Can you output the records below exactly as they are written?

(Location labeling records)
— start —

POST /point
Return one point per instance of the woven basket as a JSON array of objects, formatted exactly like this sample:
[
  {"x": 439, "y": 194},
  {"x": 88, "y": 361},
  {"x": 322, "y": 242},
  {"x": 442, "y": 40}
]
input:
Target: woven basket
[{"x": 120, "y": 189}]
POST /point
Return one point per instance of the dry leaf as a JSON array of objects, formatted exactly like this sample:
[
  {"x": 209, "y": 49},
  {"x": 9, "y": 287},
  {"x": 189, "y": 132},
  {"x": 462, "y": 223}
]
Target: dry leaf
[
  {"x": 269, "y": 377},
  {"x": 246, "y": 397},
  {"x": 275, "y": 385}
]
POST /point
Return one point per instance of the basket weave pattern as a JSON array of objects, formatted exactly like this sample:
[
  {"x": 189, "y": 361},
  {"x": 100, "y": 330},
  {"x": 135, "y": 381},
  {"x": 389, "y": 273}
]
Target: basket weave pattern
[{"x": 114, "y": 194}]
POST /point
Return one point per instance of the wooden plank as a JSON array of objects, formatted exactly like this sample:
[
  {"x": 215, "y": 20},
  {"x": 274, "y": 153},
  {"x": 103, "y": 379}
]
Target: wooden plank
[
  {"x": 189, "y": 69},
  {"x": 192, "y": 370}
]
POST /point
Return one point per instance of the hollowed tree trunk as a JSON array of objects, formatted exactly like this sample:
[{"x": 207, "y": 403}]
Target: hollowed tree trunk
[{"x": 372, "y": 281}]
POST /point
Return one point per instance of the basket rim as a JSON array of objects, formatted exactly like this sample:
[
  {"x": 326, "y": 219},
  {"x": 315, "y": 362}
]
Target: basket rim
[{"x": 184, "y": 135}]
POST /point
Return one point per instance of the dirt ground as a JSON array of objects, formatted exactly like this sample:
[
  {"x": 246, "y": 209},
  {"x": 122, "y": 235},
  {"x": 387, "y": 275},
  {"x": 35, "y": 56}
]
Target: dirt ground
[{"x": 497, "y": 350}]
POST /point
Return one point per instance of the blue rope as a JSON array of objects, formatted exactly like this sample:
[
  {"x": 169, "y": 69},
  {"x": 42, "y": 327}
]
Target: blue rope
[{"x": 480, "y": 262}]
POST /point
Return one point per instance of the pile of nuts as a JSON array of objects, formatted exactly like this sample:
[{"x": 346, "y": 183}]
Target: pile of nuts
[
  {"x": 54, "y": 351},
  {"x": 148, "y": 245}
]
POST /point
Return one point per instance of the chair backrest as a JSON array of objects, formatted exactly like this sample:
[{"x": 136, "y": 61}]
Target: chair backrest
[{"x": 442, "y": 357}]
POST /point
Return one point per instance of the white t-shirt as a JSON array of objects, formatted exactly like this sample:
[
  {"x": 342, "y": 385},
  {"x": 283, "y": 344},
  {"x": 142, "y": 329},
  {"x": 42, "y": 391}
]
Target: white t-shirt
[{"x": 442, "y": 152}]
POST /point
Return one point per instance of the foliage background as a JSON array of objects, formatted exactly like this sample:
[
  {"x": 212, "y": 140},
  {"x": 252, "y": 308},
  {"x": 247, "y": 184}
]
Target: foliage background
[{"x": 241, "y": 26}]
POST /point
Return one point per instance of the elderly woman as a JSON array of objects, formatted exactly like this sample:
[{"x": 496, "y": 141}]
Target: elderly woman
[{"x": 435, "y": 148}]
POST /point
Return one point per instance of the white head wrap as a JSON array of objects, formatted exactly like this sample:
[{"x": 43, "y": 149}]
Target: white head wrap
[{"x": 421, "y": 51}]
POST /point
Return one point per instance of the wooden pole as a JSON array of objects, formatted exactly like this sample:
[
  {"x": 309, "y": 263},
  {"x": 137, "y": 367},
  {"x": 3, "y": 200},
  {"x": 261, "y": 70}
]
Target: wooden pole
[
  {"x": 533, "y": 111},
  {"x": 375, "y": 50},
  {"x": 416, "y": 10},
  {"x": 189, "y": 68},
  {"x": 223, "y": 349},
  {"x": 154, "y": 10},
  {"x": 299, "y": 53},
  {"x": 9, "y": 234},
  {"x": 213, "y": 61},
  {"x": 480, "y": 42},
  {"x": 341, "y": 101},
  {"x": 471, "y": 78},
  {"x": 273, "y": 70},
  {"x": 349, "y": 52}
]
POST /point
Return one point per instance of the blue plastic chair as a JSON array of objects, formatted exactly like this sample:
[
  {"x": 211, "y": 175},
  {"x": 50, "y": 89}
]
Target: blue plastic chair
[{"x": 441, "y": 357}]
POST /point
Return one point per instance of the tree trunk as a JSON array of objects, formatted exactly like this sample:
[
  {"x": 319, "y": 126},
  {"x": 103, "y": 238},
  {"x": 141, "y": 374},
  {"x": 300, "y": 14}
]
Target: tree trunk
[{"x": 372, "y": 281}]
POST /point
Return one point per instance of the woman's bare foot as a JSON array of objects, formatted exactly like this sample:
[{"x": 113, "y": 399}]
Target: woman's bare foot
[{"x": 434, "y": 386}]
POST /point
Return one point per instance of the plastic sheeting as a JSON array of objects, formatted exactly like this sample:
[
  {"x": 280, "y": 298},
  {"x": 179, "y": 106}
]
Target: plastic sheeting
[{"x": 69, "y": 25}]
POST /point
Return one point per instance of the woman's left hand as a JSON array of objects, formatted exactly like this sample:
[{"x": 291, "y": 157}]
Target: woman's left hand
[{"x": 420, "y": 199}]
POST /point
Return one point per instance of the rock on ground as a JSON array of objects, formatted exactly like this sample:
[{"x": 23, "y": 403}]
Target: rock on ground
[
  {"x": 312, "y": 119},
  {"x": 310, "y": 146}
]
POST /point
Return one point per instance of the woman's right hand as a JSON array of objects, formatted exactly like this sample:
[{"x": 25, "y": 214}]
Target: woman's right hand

— end —

• _Output_
POST /point
Return one point per instance of the woven basket as a JSON array of objects, formatted exactly like this sample:
[
  {"x": 439, "y": 194},
  {"x": 88, "y": 361},
  {"x": 322, "y": 242},
  {"x": 442, "y": 40}
]
input:
Target: woven basket
[{"x": 120, "y": 189}]
POST /point
Return one point per instance of the dry leaf as a JSON array of objects, formatted exactly like this sample:
[
  {"x": 209, "y": 49},
  {"x": 9, "y": 287},
  {"x": 189, "y": 132},
  {"x": 462, "y": 223}
]
Target: dry leaf
[
  {"x": 269, "y": 377},
  {"x": 246, "y": 397},
  {"x": 275, "y": 385}
]
POST /point
Return one point per instance of the basket weave pattern as a JSON array of objects, formatted exactly like this sample:
[
  {"x": 189, "y": 361},
  {"x": 100, "y": 330},
  {"x": 135, "y": 381},
  {"x": 389, "y": 273}
]
Target: basket weave pattern
[{"x": 114, "y": 194}]
POST /point
Return one point per instance of the wooden plank as a JSON array of objects, formatted exactly like this sample:
[
  {"x": 215, "y": 20},
  {"x": 274, "y": 153},
  {"x": 103, "y": 379}
]
Target: wooden plank
[
  {"x": 189, "y": 69},
  {"x": 192, "y": 370}
]
POST /point
Return one point per instance of the hollowed tree trunk as a JSON array of objects, formatted exactly like this sample:
[{"x": 207, "y": 403}]
Target: hollowed tree trunk
[{"x": 372, "y": 281}]
POST /point
Return one point per instance of the basket rim as a JSON array of objects, formatted exactly like this sample:
[
  {"x": 326, "y": 219},
  {"x": 315, "y": 362}
]
Target: basket rim
[{"x": 184, "y": 135}]
POST /point
Return one point per instance of the dirt ground as a JSON array of objects, formatted exactly like this sample:
[
  {"x": 246, "y": 209},
  {"x": 122, "y": 235},
  {"x": 387, "y": 275},
  {"x": 35, "y": 56}
]
Target: dirt ground
[{"x": 497, "y": 350}]
POST /point
Return one point per instance of the blue rope as a JSON array of objects, formatted exactly like this sample:
[
  {"x": 169, "y": 69},
  {"x": 42, "y": 327}
]
Target: blue rope
[{"x": 480, "y": 262}]
POST /point
Return one point per instance of the pile of nuts as a JSON array of objects, formatted exactly like this sample:
[{"x": 346, "y": 183}]
Target: pile of nuts
[
  {"x": 54, "y": 351},
  {"x": 148, "y": 245}
]
POST /point
Return one point per instance of the chair backrest as a JSON array of objects, formatted exactly like this sample:
[{"x": 136, "y": 61}]
Target: chair backrest
[{"x": 442, "y": 357}]
POST /point
Return one point per instance of the white t-shirt as a JSON array of objects, formatted exactly like this sample:
[
  {"x": 342, "y": 385},
  {"x": 283, "y": 344},
  {"x": 142, "y": 329},
  {"x": 42, "y": 391}
]
Target: white t-shirt
[{"x": 442, "y": 152}]
POST /point
Return one point per instance of the foliage background as a JSON array of objects, formatted exactly like this sample:
[
  {"x": 212, "y": 140},
  {"x": 252, "y": 308},
  {"x": 247, "y": 184}
]
Target: foliage background
[{"x": 241, "y": 26}]
POST /point
Return one point per instance of the elderly woman as a JSON array of objects, formatted exactly like this sample:
[{"x": 496, "y": 141}]
Target: elderly woman
[{"x": 435, "y": 148}]
POST /point
Return one point per instance of the white head wrap as a JSON array of objects, formatted exactly like this sample:
[{"x": 43, "y": 149}]
Target: white head wrap
[{"x": 421, "y": 51}]
POST /point
Return one point per instance of the wooden pole as a JSON array of objects, formatted exactly like this sample:
[
  {"x": 309, "y": 263},
  {"x": 137, "y": 367},
  {"x": 3, "y": 200},
  {"x": 261, "y": 70}
]
Target: wooden pole
[
  {"x": 533, "y": 111},
  {"x": 375, "y": 50},
  {"x": 416, "y": 10},
  {"x": 189, "y": 68},
  {"x": 223, "y": 349},
  {"x": 154, "y": 10},
  {"x": 299, "y": 53},
  {"x": 9, "y": 234},
  {"x": 213, "y": 61},
  {"x": 480, "y": 42},
  {"x": 341, "y": 101},
  {"x": 471, "y": 78},
  {"x": 273, "y": 70},
  {"x": 349, "y": 52}
]
POST /point
Return one point per instance of the blue plastic chair as a JSON array of objects, formatted exactly like this sample:
[
  {"x": 211, "y": 175},
  {"x": 50, "y": 89}
]
Target: blue plastic chair
[{"x": 441, "y": 357}]
POST /point
Return one point per instance of the tree trunk as a JSON array of objects, formatted exactly like this sample:
[
  {"x": 319, "y": 126},
  {"x": 103, "y": 238},
  {"x": 141, "y": 374},
  {"x": 300, "y": 14}
]
Target: tree trunk
[{"x": 372, "y": 281}]
POST /point
Return one point per instance of the woman's bare foot as a JSON array of objects, formatted exactly like this sample:
[{"x": 113, "y": 399}]
Target: woman's bare foot
[{"x": 434, "y": 386}]
POST /point
Return one point per instance of the plastic sheeting as a JSON array of objects, formatted exactly like this sample:
[
  {"x": 280, "y": 298},
  {"x": 179, "y": 106}
]
Target: plastic sheeting
[{"x": 69, "y": 25}]
POST /point
Return one point per instance of the woman's left hand as a JSON array of objects, formatted exactly like this sample:
[{"x": 291, "y": 157}]
Target: woman's left hand
[{"x": 420, "y": 199}]
POST /point
Return one point per instance of the rock on ground as a JSON array of objects, formatted exactly like this sample:
[{"x": 23, "y": 403}]
Target: rock on ground
[
  {"x": 312, "y": 119},
  {"x": 310, "y": 146}
]
POST /point
Return one point per instance of the woman's right hand as a JSON array of objects, formatted exactly like this sample:
[{"x": 25, "y": 214}]
Target: woman's right hand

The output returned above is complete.